PROBLEMS:
[A] Repeat, character for character, the stretch of the entries running from their first line through the line that contains "point(532, 246)", with both of those lines included.
[B] Continue the page on loss functions and model evaluation metrics, starting after the last line it shows.

PASSAGE SHOWN:

"""

Common Loss Functions and Frequently Used Model Evaluation Metrics

1 Loss Function

1.1 0~1 Loss

$$L(y_{i},f(x_{i}))=\begin{Bmatrix}
1 & y_{i}\neq f(x_{i})\\
0& y_{i}=f(x_{i})
\end{Bmatrix}$$

The 0-1 loss is simple and easy to understand, and is commonly used in classification tasks. If the predicted label matches the labeled data, the loss is 0; otherwise, it is 1. Of course, if the requirement of exact equality is considered too strict, it can be relaxed by taking the absolute difference between the actual value and the predicted value.

$$L(y_{i},f(x_{i}))=\begin{Bmatrix}
1 & \mid y_{i}- f(x_{i})\mid \geqslant t\\
0& \mid y_{i}-f(x_{i})\mid < t
\end{Bmatrix}$$

1.2 Squared Loss Function

 $$L(y_{i},f(x_{i}))=(y_{i}-f(x_{i}))^{2}$$

Linear Regression Loss Function

$$L(\omega,x)=\frac{1}{2N}\sum_{i=1}^{N}(y^{i}-\omega^{T}x^{i})^{2}+\frac{\lambda}{2}\left \| \omega \right \|^{2}$$

1.3 Absolute Loss Function

$$L(y_{i},f(x_{i}))=\left | y_{i}-f(x_{i}) \right |$$

1.4 Log loss or cross-entropy loss

 $$L(y_{i},f(x_{i}))=-logP(y_{i}|x_{i})$$

1.5 Hinge Loss

$$L(y_{i},f(x_{i}))=max(0,1-y_{i}f(x_{i}))$$

1.6 Exponential Loss Function

$$L(y_{i},f(x_{i}))=exp(-y_{i}f(x_{i}))$$

 

2 Classification Evaluation Metrics

 

Confusion Matrix Prediction
positive negtive
True Value positive TP FN
negtive FP TN

 

  • P All positive samples
  • N All negative samples

 

2.1 Accuracy

 $$Accuracy=\frac{TP+TN}{P+N}$$

2.2 Precision

 $$Precision=\frac{TP}{TP+FP}$$

2.3 Recall

 $$Recall=\frac{TP}{P}$$

2.4 F1

$$F1=2*\frac{Precision*Recall}{Precision+Recall}$$ 

2.5 ROC

 

  In ROC space, the FPR (False Positive Rate) is set as the horizontal axis, and the TPR (True Positive Rate) is set as the vertical axis.

 $$TPR=\frac{TP}{P}$$

 $$FPR=\frac{FP}{N}$$

  The Process of Generating an ROC Curve:

  • Sort the predicted probability scores of the samples in descending order.
  • From highest to lowest, we sequentially use each score as a threshold. Samples with a score greater than or equal to the threshold are predicted as positive, while those with a score less than the threshold are predicted as negative. We then calculate the TPR and FPR at each threshold and plot the ROC curve.

 

2.6 AUC

Roc area

3 Regression Evaluation Metrics

3.1 Mean Absolute Error (MAE)

  • Formula: MAE = (1/n) * Σ|yᵢ - ŷᵢ|

  • Interpretation: Average absolute difference between predicted and actual values

  • Range: 0 to ∞ (lower is better)

  • Best for: When all errors are equally important

  • Robustness: Less sensitive to outliers than MSE

3.2 Mean Squared Error (MSE)

"""

RECORDS FOR THE EXERCISE:

"""

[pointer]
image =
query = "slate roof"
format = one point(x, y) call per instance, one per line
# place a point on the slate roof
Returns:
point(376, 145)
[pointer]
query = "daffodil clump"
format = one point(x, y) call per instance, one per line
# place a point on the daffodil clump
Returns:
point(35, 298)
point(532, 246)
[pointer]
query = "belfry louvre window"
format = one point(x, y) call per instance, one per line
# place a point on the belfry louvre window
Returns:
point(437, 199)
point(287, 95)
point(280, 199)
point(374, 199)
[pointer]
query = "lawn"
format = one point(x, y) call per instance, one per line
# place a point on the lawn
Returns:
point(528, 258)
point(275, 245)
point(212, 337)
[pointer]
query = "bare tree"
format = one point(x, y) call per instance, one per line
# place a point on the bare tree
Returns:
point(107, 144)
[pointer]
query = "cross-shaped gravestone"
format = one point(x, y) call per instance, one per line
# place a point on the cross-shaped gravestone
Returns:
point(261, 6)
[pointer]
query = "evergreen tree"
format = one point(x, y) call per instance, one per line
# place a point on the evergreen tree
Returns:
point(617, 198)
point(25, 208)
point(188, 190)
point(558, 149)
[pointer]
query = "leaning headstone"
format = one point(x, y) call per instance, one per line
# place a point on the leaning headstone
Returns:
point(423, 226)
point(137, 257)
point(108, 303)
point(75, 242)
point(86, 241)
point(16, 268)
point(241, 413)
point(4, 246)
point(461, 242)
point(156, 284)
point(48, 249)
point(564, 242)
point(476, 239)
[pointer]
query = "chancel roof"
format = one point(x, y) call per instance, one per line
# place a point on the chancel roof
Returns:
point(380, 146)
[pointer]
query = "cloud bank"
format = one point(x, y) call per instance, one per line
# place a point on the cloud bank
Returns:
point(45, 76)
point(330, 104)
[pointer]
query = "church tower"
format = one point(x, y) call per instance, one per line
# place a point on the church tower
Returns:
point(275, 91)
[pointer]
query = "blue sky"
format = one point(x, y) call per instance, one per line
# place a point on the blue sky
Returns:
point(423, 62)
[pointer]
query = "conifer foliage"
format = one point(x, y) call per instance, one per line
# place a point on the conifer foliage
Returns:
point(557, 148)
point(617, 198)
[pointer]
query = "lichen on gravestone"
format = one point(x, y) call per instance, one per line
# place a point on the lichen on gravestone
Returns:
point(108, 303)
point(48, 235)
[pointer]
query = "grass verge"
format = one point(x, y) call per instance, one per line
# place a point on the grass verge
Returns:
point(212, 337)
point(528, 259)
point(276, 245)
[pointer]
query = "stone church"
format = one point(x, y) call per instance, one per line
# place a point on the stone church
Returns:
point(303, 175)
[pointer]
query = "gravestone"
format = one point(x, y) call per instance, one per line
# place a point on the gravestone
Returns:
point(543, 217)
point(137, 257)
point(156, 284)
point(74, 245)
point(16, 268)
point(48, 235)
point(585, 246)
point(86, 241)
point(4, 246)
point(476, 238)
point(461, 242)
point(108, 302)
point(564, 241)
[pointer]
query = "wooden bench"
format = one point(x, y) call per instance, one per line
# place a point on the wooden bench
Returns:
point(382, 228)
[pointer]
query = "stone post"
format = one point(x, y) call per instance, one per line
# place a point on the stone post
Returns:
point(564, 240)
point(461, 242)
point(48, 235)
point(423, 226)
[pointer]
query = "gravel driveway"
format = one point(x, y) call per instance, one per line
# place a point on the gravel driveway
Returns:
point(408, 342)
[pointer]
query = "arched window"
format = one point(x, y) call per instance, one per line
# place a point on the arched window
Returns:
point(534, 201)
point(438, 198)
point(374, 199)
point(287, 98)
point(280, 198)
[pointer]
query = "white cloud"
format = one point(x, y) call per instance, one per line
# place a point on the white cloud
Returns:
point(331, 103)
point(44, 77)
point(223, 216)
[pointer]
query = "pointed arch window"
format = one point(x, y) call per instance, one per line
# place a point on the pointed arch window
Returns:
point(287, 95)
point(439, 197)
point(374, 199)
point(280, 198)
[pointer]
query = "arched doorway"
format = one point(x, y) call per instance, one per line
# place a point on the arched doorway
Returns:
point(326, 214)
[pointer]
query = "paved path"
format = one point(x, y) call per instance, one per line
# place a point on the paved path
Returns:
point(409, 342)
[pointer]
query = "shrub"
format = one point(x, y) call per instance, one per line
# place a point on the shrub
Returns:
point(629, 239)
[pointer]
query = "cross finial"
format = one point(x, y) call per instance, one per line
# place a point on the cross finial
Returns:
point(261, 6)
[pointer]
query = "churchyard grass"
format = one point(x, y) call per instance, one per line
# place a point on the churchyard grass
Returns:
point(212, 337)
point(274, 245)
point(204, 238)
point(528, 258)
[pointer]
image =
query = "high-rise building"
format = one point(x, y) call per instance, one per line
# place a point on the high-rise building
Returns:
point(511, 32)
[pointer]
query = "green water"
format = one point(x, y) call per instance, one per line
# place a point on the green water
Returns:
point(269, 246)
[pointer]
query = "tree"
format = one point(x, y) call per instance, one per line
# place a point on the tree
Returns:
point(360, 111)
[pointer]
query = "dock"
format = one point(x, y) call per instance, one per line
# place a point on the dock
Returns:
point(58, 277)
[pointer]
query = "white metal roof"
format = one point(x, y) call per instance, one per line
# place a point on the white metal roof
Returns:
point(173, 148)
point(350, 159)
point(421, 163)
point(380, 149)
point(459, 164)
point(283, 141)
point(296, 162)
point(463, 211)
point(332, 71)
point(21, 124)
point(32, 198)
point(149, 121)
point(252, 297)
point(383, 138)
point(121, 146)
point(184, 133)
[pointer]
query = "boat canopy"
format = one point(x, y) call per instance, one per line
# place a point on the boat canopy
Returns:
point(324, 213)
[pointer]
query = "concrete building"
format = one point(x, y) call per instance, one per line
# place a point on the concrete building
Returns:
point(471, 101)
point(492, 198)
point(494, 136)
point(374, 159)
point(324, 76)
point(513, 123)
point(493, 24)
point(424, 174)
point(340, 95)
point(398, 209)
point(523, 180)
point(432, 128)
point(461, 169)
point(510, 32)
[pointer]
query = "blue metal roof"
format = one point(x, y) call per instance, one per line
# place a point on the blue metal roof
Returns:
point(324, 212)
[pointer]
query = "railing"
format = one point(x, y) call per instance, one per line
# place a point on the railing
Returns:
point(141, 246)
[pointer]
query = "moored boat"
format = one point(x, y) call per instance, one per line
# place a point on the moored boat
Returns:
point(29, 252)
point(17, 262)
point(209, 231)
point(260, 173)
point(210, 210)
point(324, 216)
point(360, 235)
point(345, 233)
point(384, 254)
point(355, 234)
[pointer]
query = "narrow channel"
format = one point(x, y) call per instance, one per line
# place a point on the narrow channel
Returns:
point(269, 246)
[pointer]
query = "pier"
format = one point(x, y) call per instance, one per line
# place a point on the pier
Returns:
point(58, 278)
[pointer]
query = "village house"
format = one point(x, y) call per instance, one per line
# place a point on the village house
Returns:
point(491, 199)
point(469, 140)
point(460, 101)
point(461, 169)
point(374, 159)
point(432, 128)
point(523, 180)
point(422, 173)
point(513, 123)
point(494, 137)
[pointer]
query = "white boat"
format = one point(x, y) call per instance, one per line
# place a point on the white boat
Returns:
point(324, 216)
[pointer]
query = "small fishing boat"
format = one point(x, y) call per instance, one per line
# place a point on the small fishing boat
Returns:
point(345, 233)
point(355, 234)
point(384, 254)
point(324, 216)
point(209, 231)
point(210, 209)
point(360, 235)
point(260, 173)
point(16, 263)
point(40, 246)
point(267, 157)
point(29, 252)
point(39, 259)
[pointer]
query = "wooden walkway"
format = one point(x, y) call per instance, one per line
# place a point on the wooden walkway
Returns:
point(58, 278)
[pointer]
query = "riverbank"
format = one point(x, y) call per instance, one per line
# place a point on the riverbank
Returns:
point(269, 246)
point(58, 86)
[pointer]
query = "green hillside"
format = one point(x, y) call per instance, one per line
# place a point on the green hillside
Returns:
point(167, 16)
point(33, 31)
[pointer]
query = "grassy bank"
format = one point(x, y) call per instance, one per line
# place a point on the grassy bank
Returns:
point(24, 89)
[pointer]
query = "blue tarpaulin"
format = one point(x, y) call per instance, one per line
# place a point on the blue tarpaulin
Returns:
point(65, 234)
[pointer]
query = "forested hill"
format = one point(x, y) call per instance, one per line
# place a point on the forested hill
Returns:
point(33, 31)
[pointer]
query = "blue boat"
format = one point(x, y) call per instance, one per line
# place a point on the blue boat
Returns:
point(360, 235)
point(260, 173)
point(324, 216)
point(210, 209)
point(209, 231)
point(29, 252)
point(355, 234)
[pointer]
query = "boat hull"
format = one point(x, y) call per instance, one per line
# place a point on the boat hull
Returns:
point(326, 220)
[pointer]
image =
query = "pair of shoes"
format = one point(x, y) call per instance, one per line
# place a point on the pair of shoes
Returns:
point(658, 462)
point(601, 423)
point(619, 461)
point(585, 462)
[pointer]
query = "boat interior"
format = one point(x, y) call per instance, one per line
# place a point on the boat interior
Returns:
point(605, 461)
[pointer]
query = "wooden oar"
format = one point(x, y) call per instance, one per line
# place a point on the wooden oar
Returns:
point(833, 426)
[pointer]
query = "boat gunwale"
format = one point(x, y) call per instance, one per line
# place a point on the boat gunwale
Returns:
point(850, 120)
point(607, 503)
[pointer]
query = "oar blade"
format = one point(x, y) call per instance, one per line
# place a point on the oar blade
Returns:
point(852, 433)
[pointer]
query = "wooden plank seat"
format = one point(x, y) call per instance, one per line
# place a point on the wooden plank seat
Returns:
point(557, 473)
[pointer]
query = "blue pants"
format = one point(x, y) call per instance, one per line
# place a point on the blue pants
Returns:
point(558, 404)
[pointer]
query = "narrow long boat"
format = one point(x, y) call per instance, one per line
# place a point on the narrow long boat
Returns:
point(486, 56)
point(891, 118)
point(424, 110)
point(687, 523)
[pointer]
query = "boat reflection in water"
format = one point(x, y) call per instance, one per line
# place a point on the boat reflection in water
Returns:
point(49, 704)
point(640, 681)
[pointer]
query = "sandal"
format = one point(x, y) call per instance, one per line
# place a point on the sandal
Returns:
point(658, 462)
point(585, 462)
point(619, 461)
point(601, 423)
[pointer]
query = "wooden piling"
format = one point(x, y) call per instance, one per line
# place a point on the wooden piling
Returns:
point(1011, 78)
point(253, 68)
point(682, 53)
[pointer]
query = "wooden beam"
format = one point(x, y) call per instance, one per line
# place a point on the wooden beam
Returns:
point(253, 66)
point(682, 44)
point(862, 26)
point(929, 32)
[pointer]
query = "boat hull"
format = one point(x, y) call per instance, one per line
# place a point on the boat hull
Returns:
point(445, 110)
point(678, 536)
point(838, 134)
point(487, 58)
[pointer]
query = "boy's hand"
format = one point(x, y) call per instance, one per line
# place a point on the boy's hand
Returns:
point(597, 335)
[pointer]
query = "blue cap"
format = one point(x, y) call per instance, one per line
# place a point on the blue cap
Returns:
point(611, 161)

"""

REPLIES:
[A]
[pointer]
image =
query = "slate roof"
format = one point(x, y) call per instance, one per line
# place a point on the slate roof
Returns:
point(376, 145)
[pointer]
query = "daffodil clump"
format = one point(x, y) call per instance, one per line
# place a point on the daffodil clump
Returns:
point(35, 298)
point(532, 246)

[B]
  • Formula: MSE = (1/n) * Σ(yᵢ - ŷᵢ)²

  • Interpretation: Average squared difference between predicted and actual values

  • Range: 0 to ∞ (lower is better)

  • Best for: When large errors should be penalized more heavily

  • Note: Not in same units as target variable (squared units)

3.3 Root Mean Squared Error (RMSE)

  • Formula: RMSE = √(MSE)

  • Interpretation: Square root of MSE - back to original units

  • Range: 0 to ∞ (lower is better)

  • Best for: Most common metric; interpretable in original units

  • Property: More sensitive to outliers than MAE

3.4 R² Score (Coefficient of Determination)

  • Formula: R² = 1 - (SS_res / SS_tot)

    • SS_res = Σ(yᵢ - ŷᵢ)² (residual sum of squares)

    • SS_tot = Σ(yᵢ - ȳ)² (total sum of squares)

  • Interpretation: Proportion of variance explained by model

  • Range: -∞ to 1 (higher is better)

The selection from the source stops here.